** START **

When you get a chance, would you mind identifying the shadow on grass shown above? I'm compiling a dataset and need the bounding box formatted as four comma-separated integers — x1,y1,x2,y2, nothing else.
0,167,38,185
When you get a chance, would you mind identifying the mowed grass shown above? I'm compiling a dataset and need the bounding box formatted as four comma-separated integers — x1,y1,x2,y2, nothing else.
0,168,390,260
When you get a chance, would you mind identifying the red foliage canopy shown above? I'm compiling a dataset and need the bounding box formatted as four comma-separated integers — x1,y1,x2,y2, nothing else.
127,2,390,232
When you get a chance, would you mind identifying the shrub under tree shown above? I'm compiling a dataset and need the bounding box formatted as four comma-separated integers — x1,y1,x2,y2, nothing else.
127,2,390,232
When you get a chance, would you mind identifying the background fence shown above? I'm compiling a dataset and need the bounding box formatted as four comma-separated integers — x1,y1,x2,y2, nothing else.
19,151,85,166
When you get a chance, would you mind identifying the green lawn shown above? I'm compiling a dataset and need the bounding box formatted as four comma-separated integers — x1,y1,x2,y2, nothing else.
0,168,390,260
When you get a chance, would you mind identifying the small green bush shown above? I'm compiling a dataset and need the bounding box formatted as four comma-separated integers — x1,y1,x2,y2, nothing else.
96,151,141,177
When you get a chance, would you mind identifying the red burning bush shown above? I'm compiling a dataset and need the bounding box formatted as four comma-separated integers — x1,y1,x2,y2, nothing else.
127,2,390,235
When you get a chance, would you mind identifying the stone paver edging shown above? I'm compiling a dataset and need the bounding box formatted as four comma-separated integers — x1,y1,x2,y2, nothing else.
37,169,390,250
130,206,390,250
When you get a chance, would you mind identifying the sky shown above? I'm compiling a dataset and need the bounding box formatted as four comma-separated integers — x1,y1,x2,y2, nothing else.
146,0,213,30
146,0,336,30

** END **

TASK REQUIREMENTS:
Reproduce the whole listing above line for line, without changing a single character.

CORRECT ANSWER:
When you get a chance, would you mind identifying the shadow on grass shown above? I'm compiling a dataset and need the bounding box formatted as four comma-separated integers — x1,y1,x2,y2, nothing else.
0,167,38,185
When you get a chance, would you mind identifying the mowed grass shown above? I'm compiling a dataset and need the bounding box formatted as four comma-separated integers — x1,y1,x2,y2, nothing else.
0,168,390,260
When you get a chance, would you mind identifying the red foliage canopy shown above? I'm compiling a dataset and need the bounding box formatted as four comma-separated integers — x1,y1,x2,y2, nothing else.
127,2,390,232
When you get a chance, would you mind identifying the shrub under tree shown above? I'm compiling a dataset and need the bounding box formatted as four comma-separated integers — x1,y1,x2,y2, nothing else.
127,2,390,232
When you get a chance, would you mind identifying the background fence shown above? I'm compiling a dataset and need the bounding box formatted as four comma-separated integers — x1,y1,x2,y2, nothing else.
19,151,85,166
When you get a chance, would you mind identifying the green lawn shown above? I'm compiling a dataset and need the bounding box formatted as four comma-separated integers — x1,y1,x2,y2, nothing else.
0,168,390,260
When you get a chance, would you mind identifying the small green bush shown above? I'm compiling a dataset and need the bounding box formatted as four comma-separated integers — x1,y1,x2,y2, nothing else.
96,151,141,177
When you get a chance, would you mind identifying the red burning bush shown above? I'm compiling a dataset and need the bounding box formatted as four comma-separated integers — x1,y1,x2,y2, nothing else.
127,2,390,235
When you get a chance, would you mind identifying the stone paver edging shown above? I'm compiling a dataset and need the bounding box formatted as four comma-separated integers — x1,y1,x2,y2, nothing else.
37,169,390,250
130,206,390,250
When you get a chance, would you mind identifying the sky shown above? I'm compiling a dataset and need the bounding box formatted as four comma-separated integers — x1,y1,x2,y2, nothing else.
146,0,213,30
146,0,336,30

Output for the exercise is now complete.